┌─ DATA PROVIDED

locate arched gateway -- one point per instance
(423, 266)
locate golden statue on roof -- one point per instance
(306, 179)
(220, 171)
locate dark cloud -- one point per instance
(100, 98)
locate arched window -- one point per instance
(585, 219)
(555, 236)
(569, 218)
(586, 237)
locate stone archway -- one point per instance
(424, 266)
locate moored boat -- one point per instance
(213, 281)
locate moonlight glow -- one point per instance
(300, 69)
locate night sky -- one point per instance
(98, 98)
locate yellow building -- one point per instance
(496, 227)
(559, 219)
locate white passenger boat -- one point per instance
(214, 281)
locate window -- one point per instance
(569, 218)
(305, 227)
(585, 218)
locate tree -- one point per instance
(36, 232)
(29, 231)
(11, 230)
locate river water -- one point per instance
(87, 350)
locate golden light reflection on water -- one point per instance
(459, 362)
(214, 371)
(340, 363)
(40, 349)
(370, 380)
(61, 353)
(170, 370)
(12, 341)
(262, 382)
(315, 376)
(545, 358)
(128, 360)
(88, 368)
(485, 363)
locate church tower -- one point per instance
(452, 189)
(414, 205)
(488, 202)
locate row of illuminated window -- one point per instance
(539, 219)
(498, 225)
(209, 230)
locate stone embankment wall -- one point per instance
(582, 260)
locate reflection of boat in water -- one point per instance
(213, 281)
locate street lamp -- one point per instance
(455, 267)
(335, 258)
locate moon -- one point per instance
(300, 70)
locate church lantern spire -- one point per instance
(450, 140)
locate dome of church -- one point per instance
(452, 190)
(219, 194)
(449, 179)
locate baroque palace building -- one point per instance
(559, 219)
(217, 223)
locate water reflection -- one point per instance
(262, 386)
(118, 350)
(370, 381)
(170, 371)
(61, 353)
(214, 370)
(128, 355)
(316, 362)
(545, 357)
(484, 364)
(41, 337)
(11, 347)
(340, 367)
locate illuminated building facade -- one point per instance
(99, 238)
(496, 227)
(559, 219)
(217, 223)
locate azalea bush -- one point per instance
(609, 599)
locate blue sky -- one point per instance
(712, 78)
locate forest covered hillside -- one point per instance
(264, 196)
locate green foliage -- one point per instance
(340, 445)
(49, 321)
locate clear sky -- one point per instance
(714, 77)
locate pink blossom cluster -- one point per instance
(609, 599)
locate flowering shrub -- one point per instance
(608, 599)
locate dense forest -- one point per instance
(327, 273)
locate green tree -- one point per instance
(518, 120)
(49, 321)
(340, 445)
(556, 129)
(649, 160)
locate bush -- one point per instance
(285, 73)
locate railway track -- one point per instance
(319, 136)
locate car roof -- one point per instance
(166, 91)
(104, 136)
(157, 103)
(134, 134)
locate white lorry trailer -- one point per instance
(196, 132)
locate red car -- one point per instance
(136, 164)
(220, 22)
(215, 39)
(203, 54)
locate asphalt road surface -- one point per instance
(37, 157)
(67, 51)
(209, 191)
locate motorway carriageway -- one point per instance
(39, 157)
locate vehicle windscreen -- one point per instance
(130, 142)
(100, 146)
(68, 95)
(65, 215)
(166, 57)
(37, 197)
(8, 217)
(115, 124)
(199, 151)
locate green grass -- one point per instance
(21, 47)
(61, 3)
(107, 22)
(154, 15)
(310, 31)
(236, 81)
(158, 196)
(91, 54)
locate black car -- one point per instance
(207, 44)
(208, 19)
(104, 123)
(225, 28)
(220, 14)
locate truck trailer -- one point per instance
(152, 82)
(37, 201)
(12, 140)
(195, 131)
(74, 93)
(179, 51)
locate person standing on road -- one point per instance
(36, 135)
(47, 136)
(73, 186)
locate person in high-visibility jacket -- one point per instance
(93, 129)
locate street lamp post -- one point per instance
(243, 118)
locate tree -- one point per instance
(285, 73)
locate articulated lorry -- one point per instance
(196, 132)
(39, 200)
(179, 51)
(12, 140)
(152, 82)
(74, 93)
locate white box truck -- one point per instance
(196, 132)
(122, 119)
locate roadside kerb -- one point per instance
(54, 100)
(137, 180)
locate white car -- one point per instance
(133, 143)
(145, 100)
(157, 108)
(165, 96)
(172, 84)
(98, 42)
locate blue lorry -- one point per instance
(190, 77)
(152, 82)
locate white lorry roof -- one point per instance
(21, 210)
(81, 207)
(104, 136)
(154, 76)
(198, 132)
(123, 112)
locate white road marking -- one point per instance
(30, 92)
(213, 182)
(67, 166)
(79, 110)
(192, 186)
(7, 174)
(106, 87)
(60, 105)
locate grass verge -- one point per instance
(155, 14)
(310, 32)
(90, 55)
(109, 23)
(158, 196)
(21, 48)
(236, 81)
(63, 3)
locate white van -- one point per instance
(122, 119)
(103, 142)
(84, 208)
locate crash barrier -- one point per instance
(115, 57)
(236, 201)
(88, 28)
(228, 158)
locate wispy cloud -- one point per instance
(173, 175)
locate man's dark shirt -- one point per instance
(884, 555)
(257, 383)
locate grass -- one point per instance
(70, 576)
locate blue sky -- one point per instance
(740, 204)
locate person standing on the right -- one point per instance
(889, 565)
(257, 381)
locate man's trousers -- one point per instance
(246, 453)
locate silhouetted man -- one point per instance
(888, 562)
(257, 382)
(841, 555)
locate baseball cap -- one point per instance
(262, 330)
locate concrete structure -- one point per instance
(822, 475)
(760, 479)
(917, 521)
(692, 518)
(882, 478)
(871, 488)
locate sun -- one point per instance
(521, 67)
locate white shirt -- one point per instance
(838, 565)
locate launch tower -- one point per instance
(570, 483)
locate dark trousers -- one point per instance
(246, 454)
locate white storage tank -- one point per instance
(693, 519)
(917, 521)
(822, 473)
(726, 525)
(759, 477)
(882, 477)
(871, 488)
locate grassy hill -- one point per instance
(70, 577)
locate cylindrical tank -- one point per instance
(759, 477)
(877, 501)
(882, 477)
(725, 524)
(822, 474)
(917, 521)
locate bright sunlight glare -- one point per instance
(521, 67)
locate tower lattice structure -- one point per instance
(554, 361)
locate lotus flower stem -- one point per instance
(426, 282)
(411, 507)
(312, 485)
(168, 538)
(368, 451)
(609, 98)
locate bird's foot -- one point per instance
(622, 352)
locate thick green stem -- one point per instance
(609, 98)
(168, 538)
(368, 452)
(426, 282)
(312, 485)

└─

WORK TO DO → Repeat the records above exactly.

ANSWER TO THIS EXERCISE →
locate arched gateway -- one point per instance
(423, 266)
locate golden statue on roof -- one point per instance
(306, 179)
(220, 171)
locate dark cloud -- one point per instance
(100, 98)
locate arched window -- one point per instance
(585, 219)
(555, 236)
(569, 218)
(586, 237)
locate stone archway -- one point per instance
(424, 266)
locate moored boat -- one point per instance
(213, 281)
locate moonlight glow -- one point per instance
(300, 69)
locate night sky -- one point per instance
(98, 98)
locate yellow building -- one point per instance
(496, 227)
(559, 219)
locate white passenger boat -- one point per instance
(214, 281)
locate window -- one point per instance
(569, 218)
(305, 227)
(585, 218)
locate tree -- one point per instance
(36, 232)
(29, 231)
(11, 230)
locate river water -- one point per instance
(87, 350)
locate golden light reflection on water -- one point per instance
(459, 362)
(214, 371)
(340, 363)
(40, 349)
(370, 380)
(61, 353)
(170, 370)
(12, 341)
(262, 382)
(315, 376)
(545, 358)
(128, 360)
(88, 368)
(485, 363)
locate church tower -- one point per instance
(452, 189)
(414, 205)
(488, 202)
locate row of illuminated window -- one point per instance
(539, 219)
(498, 225)
(209, 230)
locate stone embankment wall -- one point per instance
(582, 260)
locate reflection of boat in water -- one point per instance
(213, 281)
locate street lamp -- one point per instance
(455, 267)
(335, 258)
locate moon -- one point per instance
(300, 70)
locate church lantern spire -- one point per instance
(450, 140)
locate dome of church -- one point per instance
(452, 190)
(219, 194)
(449, 179)
locate baroque palace building -- one point per instance
(559, 219)
(217, 223)
locate water reflection -- one point per instance
(262, 386)
(118, 350)
(370, 381)
(170, 371)
(61, 353)
(214, 370)
(128, 355)
(316, 362)
(545, 357)
(484, 364)
(41, 337)
(11, 347)
(340, 367)
locate illuminated building facade -- one point per instance
(99, 238)
(496, 227)
(559, 219)
(217, 223)
locate azalea bush -- one point per instance
(609, 599)
locate blue sky -- one point per instance
(712, 78)
locate forest covered hillside -- one point per instance
(264, 196)
locate green foliage -- one point per instance
(340, 445)
(49, 321)
locate clear sky -- one point per instance
(714, 77)
locate pink blossom cluster -- one point per instance
(609, 599)
locate flowering shrub -- one point per instance
(608, 599)
locate dense forest -- one point per instance
(327, 273)
locate green tree -- one point per instance
(518, 120)
(49, 321)
(340, 445)
(556, 129)
(649, 160)
locate bush -- one point per instance
(285, 73)
locate railway track -- one point per instance
(319, 136)
locate car roof -- one point per instance
(166, 91)
(104, 136)
(157, 103)
(134, 134)
locate white lorry trailer -- one point per instance
(196, 132)
locate red car -- one point per instance
(136, 164)
(220, 22)
(215, 39)
(203, 54)
locate asphalt road surface -- one point per instance
(37, 157)
(67, 51)
(209, 191)
locate motorway carriageway -- one point per instance
(39, 157)
locate vehicle windscreen -- one point per instance
(130, 142)
(100, 146)
(68, 95)
(65, 215)
(166, 57)
(37, 197)
(8, 217)
(115, 124)
(199, 151)
locate green grass -- one point per instance
(21, 47)
(61, 3)
(107, 22)
(154, 15)
(310, 31)
(236, 81)
(158, 196)
(91, 54)
locate black car -- one point per instance
(207, 44)
(208, 19)
(104, 123)
(225, 28)
(220, 14)
locate truck trailer -- one point per instance
(152, 82)
(37, 201)
(12, 140)
(195, 131)
(74, 93)
(179, 51)
locate person standing on road -- one point per instance
(36, 135)
(47, 136)
(73, 186)
locate person in high-visibility jacket -- one point per instance
(93, 129)
locate street lamp post -- one point per instance
(243, 118)
locate tree -- one point per instance
(285, 73)
locate articulated lorry -- one point per instance
(196, 132)
(39, 200)
(179, 51)
(12, 140)
(152, 82)
(74, 93)
locate white box truck -- one point per instance
(196, 132)
(122, 119)
locate roadside kerb -- one point per instance
(54, 100)
(137, 180)
locate white car -- one point per instance
(133, 143)
(145, 100)
(157, 108)
(165, 96)
(172, 84)
(98, 42)
locate blue lorry -- one point per instance
(190, 77)
(152, 82)
locate white lorry roof -- one point per instance
(21, 210)
(81, 207)
(104, 136)
(154, 76)
(198, 132)
(123, 112)
locate white road marking -- one point per instance
(30, 92)
(213, 182)
(67, 166)
(79, 110)
(192, 186)
(7, 174)
(106, 87)
(60, 105)
locate grass verge -- one point per instance
(155, 14)
(310, 32)
(90, 55)
(109, 23)
(158, 196)
(21, 48)
(236, 81)
(63, 3)
locate white van -- one point per instance
(122, 119)
(103, 142)
(84, 208)
locate crash barrier -- one point per instance
(115, 57)
(236, 201)
(88, 28)
(228, 158)
locate wispy cloud -- one point per instance
(173, 175)
locate man's dark shirt -- one point per instance
(884, 555)
(257, 383)
locate grass -- one point per instance
(70, 576)
locate blue sky -- one point per instance
(740, 204)
locate person standing on the right -- one point per instance
(889, 565)
(257, 381)
locate man's trousers -- one point per instance
(246, 453)
locate silhouetted man -- one point per instance
(888, 562)
(257, 382)
(841, 555)
locate baseball cap -- one point per instance
(262, 330)
locate concrete structure -- one point per instance
(822, 475)
(760, 479)
(917, 521)
(692, 518)
(882, 478)
(871, 488)
locate sun -- one point per instance
(521, 67)
locate white shirt -- one point per instance
(838, 565)
locate launch tower -- one point per instance
(570, 483)
locate dark trousers -- one point per instance
(246, 454)
locate white storage tank -- one point per instance
(693, 519)
(917, 521)
(822, 473)
(726, 525)
(759, 477)
(882, 477)
(871, 488)
locate grassy hill -- one point per instance
(70, 577)
locate cylindrical tank -- one point per instance
(759, 477)
(877, 501)
(882, 477)
(725, 524)
(822, 474)
(917, 521)
locate bright sunlight glare -- one point per instance
(521, 67)
locate tower lattice structure -- one point per instance
(554, 361)
locate lotus flower stem -- one point per instance
(426, 282)
(411, 507)
(312, 485)
(168, 538)
(368, 451)
(609, 98)
locate bird's foot -- one point per instance
(622, 352)
locate thick green stem -- one point per instance
(609, 98)
(168, 538)
(368, 452)
(426, 282)
(312, 485)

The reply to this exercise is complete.